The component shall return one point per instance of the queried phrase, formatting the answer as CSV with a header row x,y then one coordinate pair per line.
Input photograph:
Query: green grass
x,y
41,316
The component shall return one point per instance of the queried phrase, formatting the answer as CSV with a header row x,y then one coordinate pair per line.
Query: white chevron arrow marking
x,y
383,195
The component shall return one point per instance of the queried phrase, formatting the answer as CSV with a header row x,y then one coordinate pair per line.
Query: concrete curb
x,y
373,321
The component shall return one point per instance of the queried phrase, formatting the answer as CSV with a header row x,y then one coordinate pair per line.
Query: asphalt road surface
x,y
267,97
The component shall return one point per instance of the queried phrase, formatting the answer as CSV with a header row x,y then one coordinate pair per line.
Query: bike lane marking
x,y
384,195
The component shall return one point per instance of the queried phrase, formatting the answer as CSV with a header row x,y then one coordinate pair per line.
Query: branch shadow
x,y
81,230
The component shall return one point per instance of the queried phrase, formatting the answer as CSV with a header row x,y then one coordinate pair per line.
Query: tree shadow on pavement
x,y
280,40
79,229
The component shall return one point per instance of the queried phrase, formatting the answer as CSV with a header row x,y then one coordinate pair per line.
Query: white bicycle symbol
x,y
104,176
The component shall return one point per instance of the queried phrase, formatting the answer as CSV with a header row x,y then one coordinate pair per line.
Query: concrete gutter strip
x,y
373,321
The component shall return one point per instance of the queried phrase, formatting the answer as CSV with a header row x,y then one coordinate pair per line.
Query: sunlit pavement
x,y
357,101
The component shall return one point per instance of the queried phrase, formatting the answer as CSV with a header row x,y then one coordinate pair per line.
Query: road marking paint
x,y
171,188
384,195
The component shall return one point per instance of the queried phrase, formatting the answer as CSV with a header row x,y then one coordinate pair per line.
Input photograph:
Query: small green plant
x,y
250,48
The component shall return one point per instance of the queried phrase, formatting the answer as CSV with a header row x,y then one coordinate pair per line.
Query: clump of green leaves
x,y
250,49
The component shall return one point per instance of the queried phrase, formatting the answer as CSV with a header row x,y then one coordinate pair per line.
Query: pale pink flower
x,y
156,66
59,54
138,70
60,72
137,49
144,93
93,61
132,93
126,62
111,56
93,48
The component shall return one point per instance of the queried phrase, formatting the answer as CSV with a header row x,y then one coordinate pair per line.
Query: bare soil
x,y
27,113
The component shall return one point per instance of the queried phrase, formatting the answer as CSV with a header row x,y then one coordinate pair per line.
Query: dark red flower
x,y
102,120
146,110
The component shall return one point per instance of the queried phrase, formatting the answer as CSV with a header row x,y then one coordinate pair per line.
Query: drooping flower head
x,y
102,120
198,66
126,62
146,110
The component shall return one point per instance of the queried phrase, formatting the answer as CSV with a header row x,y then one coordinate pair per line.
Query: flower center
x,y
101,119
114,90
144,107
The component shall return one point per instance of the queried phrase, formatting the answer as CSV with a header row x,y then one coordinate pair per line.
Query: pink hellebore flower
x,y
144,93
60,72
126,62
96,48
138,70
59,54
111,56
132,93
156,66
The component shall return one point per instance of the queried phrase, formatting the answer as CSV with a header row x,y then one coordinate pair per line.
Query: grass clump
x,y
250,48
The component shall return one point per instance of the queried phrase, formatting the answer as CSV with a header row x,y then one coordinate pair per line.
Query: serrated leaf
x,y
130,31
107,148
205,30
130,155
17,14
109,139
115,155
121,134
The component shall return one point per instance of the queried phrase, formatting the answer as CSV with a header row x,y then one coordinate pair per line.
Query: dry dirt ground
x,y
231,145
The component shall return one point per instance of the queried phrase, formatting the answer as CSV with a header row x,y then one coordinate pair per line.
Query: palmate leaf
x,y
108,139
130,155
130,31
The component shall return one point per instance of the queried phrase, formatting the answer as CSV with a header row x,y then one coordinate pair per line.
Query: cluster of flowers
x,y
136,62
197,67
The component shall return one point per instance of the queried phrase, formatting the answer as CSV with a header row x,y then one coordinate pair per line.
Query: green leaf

# WHAT YOU WILL DO
Each line of the listing should be copied exactly.

# EXERCISE RESULT
The component shall return one point per instance of the queried phrase, formatting the answer as CSV with a header row x,y then one coordinate pair per line.
Input photograph:
Query: green grass
x,y
41,316
The component shall return one point per instance of the queried phrase, formatting the answer as CSV with a header row x,y then one coordinate pair per line.
Query: white chevron arrow marking
x,y
383,195
The component shall return one point per instance of the queried phrase, formatting the answer as CSV with a header row x,y then one coordinate pair per line.
Query: concrete curb
x,y
373,321
The component shall return one point per instance of the queried phrase, formatting the answer as CSV with a header row x,y then one coordinate pair per line.
Query: asphalt road surface
x,y
267,97
The component shall return one point per instance of the queried phrase, formatting the answer as CSV with a header row x,y then one coordinate pair per line.
Query: bike lane marking
x,y
384,195
The component shall return one point per instance of the queried phrase, formatting the answer as CSV with a header row x,y then one coordinate pair per line.
Query: branch shadow
x,y
81,230
The component shall return one point per instance of the queried phrase, formatting the answer as CSV with a header row x,y then one coordinate pair per line.
Query: tree shadow on pavement
x,y
280,40
79,229
The component shall return one point per instance of the queried phrase, formatting the answer as CSV with a header row x,y then one coordinate pair per line.
Query: white bicycle symbol
x,y
104,176
The component shall return one point per instance of the queried phrase, formatting the answer as CSV with a header row x,y then one coordinate pair per line.
Query: concrete gutter strip
x,y
373,321
The component shall return one point per instance of the queried phrase, formatting the answer as CSV with a header row x,y then one coordinate pair per line.
Query: sunlit pavement
x,y
357,101
The component shall return one point per instance of the queried phrase, formatting the answer as CSV with a header row x,y then one coordinate pair per line.
Query: road marking paint
x,y
171,188
384,195
The component shall return one point per instance of the queried phrase, formatting the answer as CSV with a header row x,y then one coordinate pair per line.
Input photograph:
Query: small green plant
x,y
250,48
The component shall return one point per instance of the queried phrase, formatting the answer as CSV with a header row x,y then one coordinate pair per line.
Query: clump of green leaves
x,y
250,49
The component shall return one point per instance of the queried phrase, formatting the answer as CSV with a header row x,y then one coordinate pair per line.
Query: pale pink flower
x,y
156,66
59,54
138,70
60,72
137,49
144,93
93,61
132,93
126,62
111,56
93,48
The component shall return one point per instance of the queried phrase, formatting the answer as CSV with a header row x,y then one coordinate pair per line.
Query: bare soil
x,y
27,113
The component shall return one point per instance of the queried phrase, formatting the answer as CSV with a header row x,y then one coordinate pair per line.
Query: dark red flower
x,y
102,120
146,110
The component shall return one point per instance of the queried phrase, formatting the answer as CSV with a header row x,y then one coordinate pair per line.
Query: drooping flower head
x,y
102,120
198,66
126,62
146,110
The component shall return one point per instance of the queried phrase, formatting the answer as CSV with a header row x,y then one coordinate pair per line.
Query: flower center
x,y
101,119
114,90
144,107
The component shall return one point per instance of the queried phrase, formatting the answer as CSV with a header row x,y then one coordinate pair per line.
Query: pink hellebore flower
x,y
144,93
60,72
126,62
96,48
138,70
59,54
111,56
132,93
156,66
The component shall return one point per instance of the queried phrase, formatting the answer as CSV with a header row x,y then one coordinate pair per line.
Query: grass clump
x,y
250,48
The component shall return one point per instance of the queried phrase, formatting the answer as CSV with a header row x,y then one coordinate pair per line.
Query: serrated leaf
x,y
130,31
107,148
205,30
130,155
17,14
109,139
115,155
121,134
The component shall return one point per instance of the queried phrase, formatting the answer as CSV with a header row x,y then one coordinate pair per line.
Query: dry dirt ground
x,y
231,145
The component shall return one point per instance of the queried phrase, formatting the answer as CSV with a header row x,y then one coordinate pair per line.
Query: palmate leaf
x,y
108,139
130,155
130,31
The component shall return one point per instance of the queried phrase, formatting the answer as CSV with a header row x,y then one coordinate pair per line.
Query: cluster of flowers
x,y
136,62
197,67
The component shall return one point per instance of the queried phrase, formatting the answer as CSV with a header row x,y then one coordinate pair per line.
Query: green leaf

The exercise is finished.